Pertanyaannya, adakah kesamaan ideologi dari tokoh dan aktor politik di atas bersifat kebetulan, atau memang berasal dari sumber yang sama, tapi dimainkan oleh aktor-aktor politik yang berbeda?
Dalam kaidah mantiq, dikenal istilah tasalsul, yaitu rangkaian yang berkembang, mustahil kebetulan. Artinya, sesuatu yang berpengaruh pada yang sesudahnya, pastilah bukan kebetulan.
Rumusan Pancasila versi Bung Karno, memiliki kesamaan dengan doktrin zionisme yang dijiwai Talmud. Sehingga, klaim Pancasila sebagai produk domestik terbantahkan secara faktual.
Intervensi ideologi ini, berpengaruh besar terhadap perkembangan Indonesia pasca kemerdekaan. Di zaman demokrasi terpimpin, pengamalan Pancasila berwujud Nasakom (nasionalisme, agama, komunisme). Sedang di zaman orde baru, praktik Pancasila berbentuk asas tunggal. Kedua model amaliah Pancasila itu, telah melahirkan ideologi politik traumatis.
Melestarikan Pancasila seperti diwariskan kedua rezim di atas, berarti melestarikan doktrin Yahudi, yang bertentangan dengan konstitusi negara. Dan tidak konsisten dengan semangat kemerdekaan. Muqadimah UUD 1945, menyatakan bahwa kemerdekaan Indonesia adalah berkat rahmat Allah Yang Maha Kuasa.

_Catatan yang ditampilkan_:
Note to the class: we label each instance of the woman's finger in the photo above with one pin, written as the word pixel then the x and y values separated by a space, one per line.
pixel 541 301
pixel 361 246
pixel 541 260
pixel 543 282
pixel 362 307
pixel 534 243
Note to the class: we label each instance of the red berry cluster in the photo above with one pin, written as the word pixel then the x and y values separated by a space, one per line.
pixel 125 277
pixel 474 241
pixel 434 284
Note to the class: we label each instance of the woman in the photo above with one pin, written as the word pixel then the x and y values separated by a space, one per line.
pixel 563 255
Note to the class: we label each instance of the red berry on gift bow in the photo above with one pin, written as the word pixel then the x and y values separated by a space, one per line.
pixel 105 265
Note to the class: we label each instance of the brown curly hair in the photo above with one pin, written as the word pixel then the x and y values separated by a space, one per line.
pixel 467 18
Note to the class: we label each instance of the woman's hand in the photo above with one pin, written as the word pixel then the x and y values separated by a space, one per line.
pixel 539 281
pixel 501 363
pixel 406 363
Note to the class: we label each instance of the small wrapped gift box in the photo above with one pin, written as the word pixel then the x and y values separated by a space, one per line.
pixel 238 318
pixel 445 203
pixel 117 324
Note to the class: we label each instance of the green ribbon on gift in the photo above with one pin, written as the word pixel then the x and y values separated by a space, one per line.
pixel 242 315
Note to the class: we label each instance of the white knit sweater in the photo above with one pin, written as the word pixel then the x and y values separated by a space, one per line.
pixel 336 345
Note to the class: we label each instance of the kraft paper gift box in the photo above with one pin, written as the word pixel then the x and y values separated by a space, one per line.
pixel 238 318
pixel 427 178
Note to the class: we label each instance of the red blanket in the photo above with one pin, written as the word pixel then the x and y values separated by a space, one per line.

_Kerjakan yang berikut_:
a: Salin kata demi kata bagian teks tentang Pancasila, mulai dari "Rumusan Pancasila versi" dan berakhir pada "Yang Maha Kuasa.".
b: Teruskan teks tentang Pancasila setelah kalimat terakhirnya.
Catatan tersebut diambil dari sumber yang berbeda.

_Kumpulan jawaban_:
a:
Rumusan Pancasila versi Bung Karno, memiliki kesamaan dengan doktrin zionisme yang dijiwai Talmud. Sehingga, klaim Pancasila sebagai produk domestik terbantahkan secara faktual.
Intervensi ideologi ini, berpengaruh besar terhadap perkembangan Indonesia pasca kemerdekaan. Di zaman demokrasi terpimpin, pengamalan Pancasila berwujud Nasakom (nasionalisme, agama, komunisme). Sedang di zaman orde baru, praktik Pancasila berbentuk asas tunggal. Kedua model amaliah Pancasila itu, telah melahirkan ideologi politik traumatis.
Melestarikan Pancasila seperti diwariskan kedua rezim di atas, berarti melestarikan doktrin Yahudi, yang bertentangan dengan konstitusi negara. Dan tidak konsisten dengan semangat kemerdekaan. Muqadimah UUD 1945, menyatakan bahwa kemerdekaan Indonesia adalah berkat rahmat Allah Yang Maha Kuasa.

b:
Dalam kaitan ini, pemerintah bertanggungjawab merealisasikan dasar dan ideologi negara, selaras dengan muqadimah UUD ’45. Seperti tertuang dalam pasal 29 ayat 1, bahwa negara berdasarkan Ketuhanan Yang Maha Esa.
....Melestarikan Pancasila seperti diwariskan kedua rezim di atas, berarti melestarikan doktrin Yahudi...
Prof. Hazairin, SH menafsirkan negara berdasarkan Ketuhanan Yang Maha Esa, adalah: pertama, di negara RI tidak boleh ada aturan yang bertentangan dengan agama. Kedua, negara RI wajib melaksanakan Syariat Islam bagi umat Islam, syariat Nasrani bagi umat Nasrani, dan seterusnya sepanjang pelaksanaannya memerlukan bantuan kekuasaan negara. Ketiga, setiap pemeluk agama wajib menjalankan syariat agamanya secara pribadi. (Demokrasi Pancasila, 1975).
Oleh karena itu, hasrat membicarakan kembali Pancasila sekarang haruslah dalam semangat kemerdekaan dan kedaulatan NKRI. Tanpa intervensi ideologi asing, dan tanpa mendiskreditkan pihak lain dengan alasan antipancasila, anti NKRI, Bhineka Tunggal Ika dan slogan lainnya. Setiap warganegara berhak ikut merumuskan dasar dan ideologi negara yang benar, tanpa intimidasi dari pihak manapun. [saya cuplik dari : voa-islam.com]
Sekarang saya ajak untuk mencermati Pancasila. Silahkan baca artikel diatas dan coba kita cermati, pada kalimat "....Pancasila bukanlah produk domestik yang orisinal, melainkan intervensi ideologi transnasional...." secara logika dan penelusuran sejarah mungkin sekali hal itu benar.
Taruhlah mungkin memang dulu Bung Karno dalam perumusan Pancasila banyak mengadopsi pemikiran-pemikiran barat, kemudian dipengaruhi juga oleh Ideologi dari China dan Yahudi, namun apakah itu berarti kita ikut melaksanakan doktrin-doktrin semacam itu?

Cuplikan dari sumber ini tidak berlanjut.